PROBLEM
Could you continue the forum thread about the noisy Toshiba X300 6TB drive, starting right after its final post?

SOURCE
start

# New Toshiba X300 6TB HDD - Clicking Noise When Writing Data and Loud Noise in General?



## Flogger23m (Mar 17, 2018)

Recently received a new Toshiba X300 6TB HDD. I am a bit worried as this drive is much louder than any other HDD I've ever owned and when writing large amounts of data I hear a minor clicking sound every 5-6 seconds. When this drive is plugged in the noise emitted from my case at idle practically doubles and you can certainly hear the X300 6TB, which sounds like a muted grinding noise. However the noise is far from being "loud", but in a quiet room you will hear it.

Here is an admittedly poor quality video I took which has the "clicking noises" (when writing data):









Crystal Disk Info:


http://imgur.com/yv7CwDF


My case is a Fractal Design Define S, which does include rubberized spacers for the HDDs to minimize the sound as well as padding on the side panels. For reference, I've only ever had 7,200 RPM drives including WD Blacks were are practically silent in comparison. Currently I run a 5 year old WD Black 2TB which is essentially noiseless, as well as a 7,200 RPM Toshiba 3TB P300 which is also essentially noiseless.

Does this seem normal for an X300 6TB? I've read reviews of this drive being quiet but it is certainly louder than any WD Black or Seagate 7,200 RPM I've ever owned.

Testing wise I've disconnected case fans to see if any were wearing out one by one and those made no difference. The noise levels return to near silent when I remove the X300 and return when I reinstall it, so it is clearly the X300 and not a case fan or the WD Black.


----------



## INSTG8R (Mar 17, 2018)

Just a theory but because of the size there are a lot more platters stacked in there so “bouncing” between them during read/writes may be a little noisier than smaller drives.


----------



## MrGenius (Mar 17, 2018)

I just bought myself the 5TB version about a week ago. Ran it for half a day and decided there's no way I'm going to accept that much noise from a HD that I spent that much money on. Read the newegg reviews. You, me, and a bunch more of us saying the exact same thing. "Loudest HD I've ever owned". Mine's boxed up waiting to be returned for a refund at Fry's ASAP.


----------



## INSTG8R (Mar 17, 2018)

So MrGenius has pretty much confirmed my theory that these large drives make more noise pretty much because of the multiple platters and the heads moving around them.


----------



## MrGenius (Mar 17, 2018)

I'm not in a position to agree or disagree with that...yet. I too am the owner of a WD Black(1TB) that's absolutely whisper quiet. I do plan on purchasing another High Performance 4TB+ HD(WD Black or Seagate Barracuda Pro) to replace it when I get my refund in hand. So I'll know soon enough if that theory holds water. I tend to think they can make them quiet if they want to though. My HGST Deskstar 1TB HD is almost as loud as the Toshiba X300. Whereas, like I said, my WD Black 1TB is almost inaudible. Even with my ear within 2 inches of it(in my open case) I can just barely hear it.

end

MATERIAL
start

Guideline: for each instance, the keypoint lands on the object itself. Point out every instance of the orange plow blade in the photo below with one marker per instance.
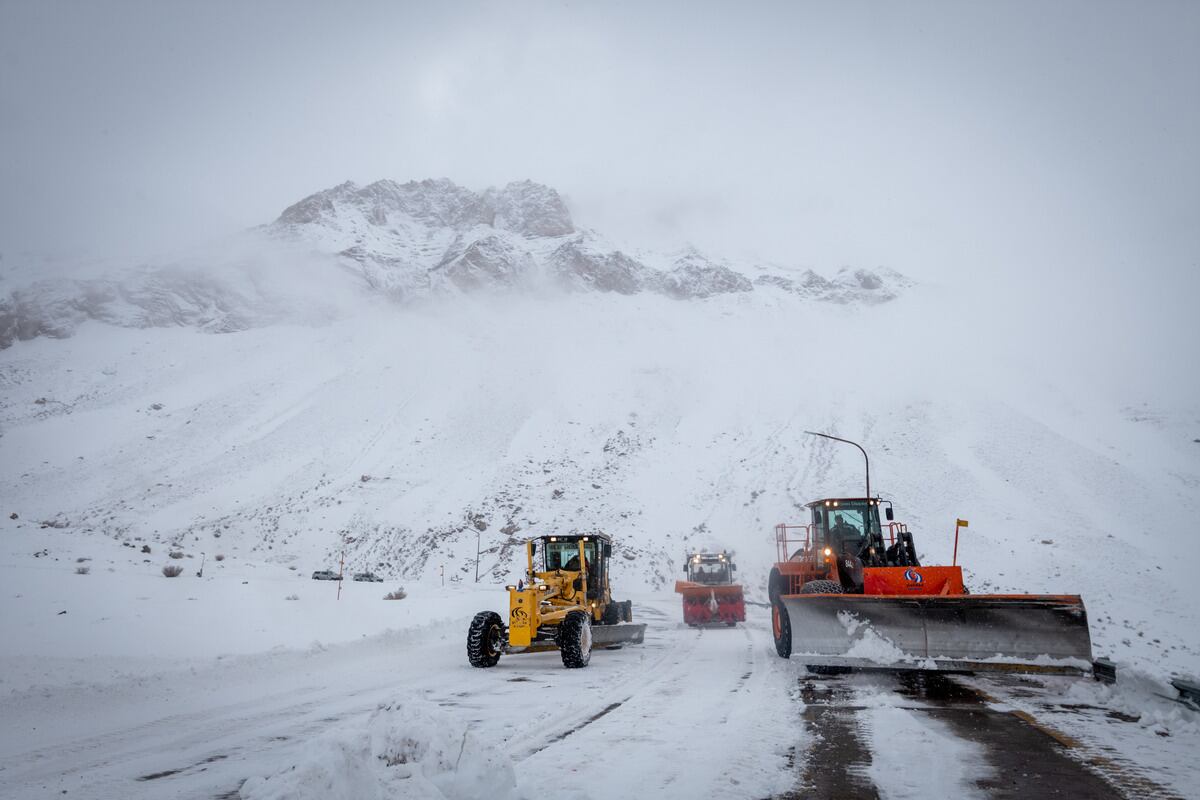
(712, 605)
(952, 632)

end

REPLY TO THE TASK
----------



## INSTG8R (Mar 17, 2018)

1TB drives have 4 platters in them(I have 2 1TB WD Blacks in RAID 0) Those big drives have double that in them so in turn more heads so more noise to go with them doing their thing.
Edit: looked up platter counts


----------



## lexluthermiester (Mar 17, 2018)

You both are over-reacting somewhat. So they're a bit noisy. Not really a big deal. They are nothing compared to hard drives even 10 years ago and far more quiet than SCSI/IDE hard drives from 15 or 20 years ago. If they work and perform well, keep them or sell them to someone who doesn't/won't care about the noise.


MrGenius said:


> Mine's boxed up waiting to be returned for a refund at Fry's ASAP.


It's unethical and immoral to take a perfectly functional drive back to a retailer just because it's more noisy than you like.


----------



## R-T-B (Mar 17, 2018)

lexluthermiester said:


> It's unethical and immoral to take a perfectly functional drive back to a retailer just because it's more noisy than you like.



Depends on the return policy.  A few places around me have a period for a "satisfaction guarantee" or similar.

They usually cost more to cover it, of course.


----------



## FreedomEclipse (Mar 17, 2018)

totally normal, I have used the 4TB and have two 6TB versions in my NAS. Yes they are LOUD because the 'X' series of drives are built for performance If you want quieter drives go with the 'P' series of Toshiba drives. I have a lot of the P series and they are much quieter. The only issue with the P300 series is they dont come in bigger sizes so 3TB is the largest you can get.

I have two P300s in my current PC


----------



## eidairaman1 (Mar 17, 2018)

If hitachi updates disk fitness test, get it and test the drive, if it passes that test there is nothing  to worry about


----------



## lexluthermiester (Mar 17, 2018)

R-T-B said:


> A few places around me have a period for a "satisfaction guarantee" or similar.


I've never seen something like that before. I'm certain FRY's doesn't have that kind of policy for something like hard drive noise.


----------



## eidairaman1 (Mar 17, 2018)

lexluthermiester said:


> I've never seen something like that before. I'm certain FRY's doesn't have that kind of policy for something like hard drive noise.



Noise is typically not covered in most places.


----------



## lexluthermiester (Mar 17, 2018)

eidairaman1 said:


> Noise is typically not covered in most places.


Right. If the drives were advertised as being ultra quiet and was then noisy, that would be a different and valid reason. But Toshiba does not advertise such on their performance drive ranges, or even their standard lines, that I can find.


----------



## Flogger23m (Mar 17, 2018)

lexluthermiester said:


> You both are over-reacting somewhat. So they're a bit noisy.



But is that kind of clicking supposed to be normal? That is what I am worried about.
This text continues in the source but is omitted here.